__Verilen metin__:
Muğla büyük tehlikede önlemler almak gerek

DOKTOB (Dalaman Ortaca ve Köyceğiz Turizm Otelciler ve Turistik İşletmeciler Birliği) Başkanı Yücel Okutur’u konuk ediyorum bugün. Okutur, Muğla bölgesinin büyük tehlike altında olduğunu vurguluyor, önlemler sıralıyor:

Haberin Devamı

GÖÇ BASKISI ALTINDA
“Muğla, önce kovid salgını, sonrasında hepimizi yasa düşüren deprem felaketleri ile yoğun göç baskısı altında. Yoğun kentleşme ile bölge çok büyük tehlike altında. Tarih, turizm ve tarım açısından çok popüler olan bölge; turistik aktivitelerin yetersiz yönetimi, zayıf alt yapı, nitelikli tarım arazilerinin azalması ve bilinçsiz kullanılmasıyla büyük sorunlarla karşılaşacak.

__Verilen bilgiler__:

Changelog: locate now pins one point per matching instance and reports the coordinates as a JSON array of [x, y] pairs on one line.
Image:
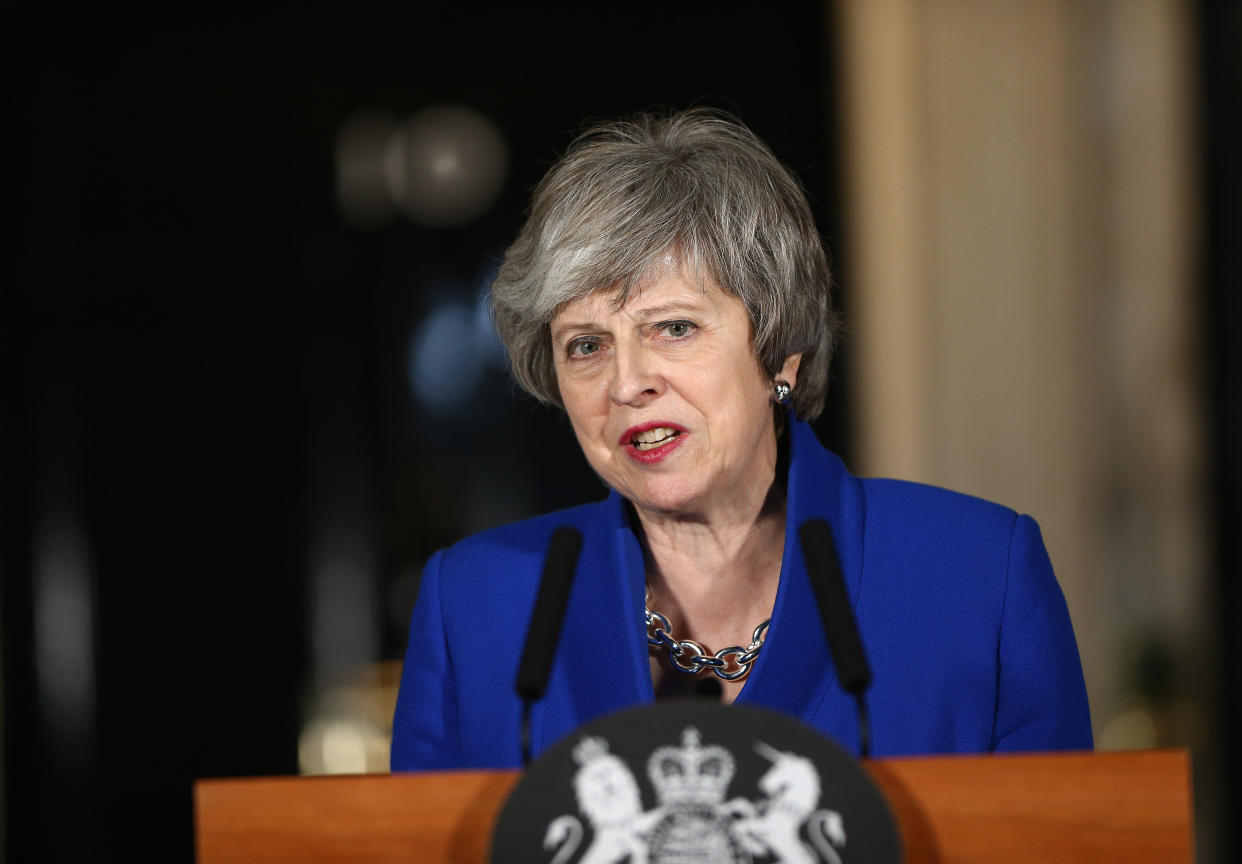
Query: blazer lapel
[[601, 659], [795, 672]]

__Yapılacak işler__:
- A) Muğla'daki tehlikeler üzerine yazıda bölgenin popüler olduğu belirtilen alanların tümünü sıralayın.
- B) Muğla'daki tehlikeler üzerine yazıyı son cümlesinden sonra devam ettirin.

__Yanıtlar aşağıda__:
- A) Tarih, turizm, tarım.

- B)
TARIM ALANLARI AZALIYOR
Uzun yıllardır planların yapılamaması, yapılanların uygulanamaması sonucu kaçak kullanımın artması bölgenin doğal yapısını kaybetmesine sebep olmuştur. Bu da başta doğal afetler olmak üzere iklim değişikliğinden kaynaklanan olumsuz etkenlere karşı da Muğla’yı korumasız ve dirençsiz bırakmaktadır. Bölge yangın, sel ve kuraklık tehlikesi ile karşı karşıyadır. Denizlerde su kalitesi, göllerinde su seviyesi düşmekte, tarımsal alanlarında azalma görülmektedir.
DOĞA VE KÜLTÜR KORUNMALI
Bölgenin doğasının, kültürünün ve peyzajının korunması, tarımsal kalkınma ve nitelikli turizm için çok önemlidir. Bozulan ekosistemlerin eski haline dönüştürülmesi ise maddi kaynak ve zaman kaybına neden olacaktır. Doğası ve yapısı korunmuş alanlar, ekosistemlere güvenilir ev sahipliğinin yanında temiz su temini, karbonun depolanması, toprağın dengelenmesi, doğal afetlerin etkilerinin azaltılması gibi hayati katkılar sunmaktadır.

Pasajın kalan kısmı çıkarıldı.